##### EXCERTO DA PÁGINA #####

Na década de 1980, houve uma comédia que teve uma ampla adesão por parte dos cinéfilos. Sob o título “Os deuses devem estar loucos”, o filme centrava-se na vida de uma tribo, que levava uma existência feliz e tranquila num remoto deserto africano, tudo se alterando a partir do momento em que uma garrafa de Coca-Cola caiu miraculosamente de um avião. O líder da tribo, Xi (N!xau), um bosquímano do Kalahari, decidiu, então, devolver o estranho objeto aos deuses na tentativa de restaurar a paz local.
Quarenta anos volvidos, o mundo é palco de uma verdadeira tragédia, não nos ecrãs, mas na vida real, com uma pandemia a afetar a vida de milhões de pessoas, obrigadas a ficar confinadas em suas casas, na tentativa de escapar à infeção pela Covid-19, que, em pouco mais de quatro meses, já ceifou a vida a cerca de trezentas mil pessoas.

##### INFORMAÇÃO #####

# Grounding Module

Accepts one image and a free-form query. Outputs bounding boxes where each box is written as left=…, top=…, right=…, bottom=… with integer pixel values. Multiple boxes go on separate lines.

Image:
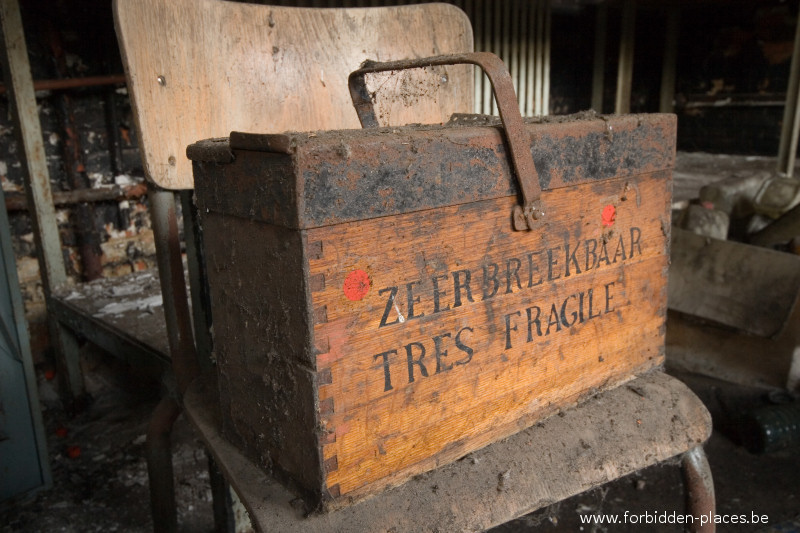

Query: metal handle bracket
left=348, top=52, right=545, bottom=231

#####

> TRABALHO PEDIDO: Reescreva o excerto da página a começar nas palavras "Na década de" e a terminar depois de "trezentas mil pessoas.", pondo "lata" no lugar de "garrafa".

> RESPOSTA À TAREFA:
Na década de 1980, houve uma comédia que teve uma ampla adesão por parte dos cinéfilos. Sob o título “Os deuses devem estar loucos”, o filme centrava-se na vida de uma tribo, que levava uma existência feliz e tranquila num remoto deserto africano, tudo se alterando a partir do momento em que uma lata de Coca-Cola caiu miraculosamente de um avião. O líder da tribo, Xi (N!xau), um bosquímano do Kalahari, decidiu, então, devolver o estranho objeto aos deuses na tentativa de restaurar a paz local.
Quarenta anos volvidos, o mundo é palco de uma verdadeira tragédia, não nos ecrãs, mas na vida real, com uma pandemia a afetar a vida de milhões de pessoas, obrigadas a ficar confinadas em suas casas, na tentativa de escapar à infeção pela Covid-19, que, em pouco mais de quatro meses, já ceifou a vida a cerca de trezentas mil pessoas.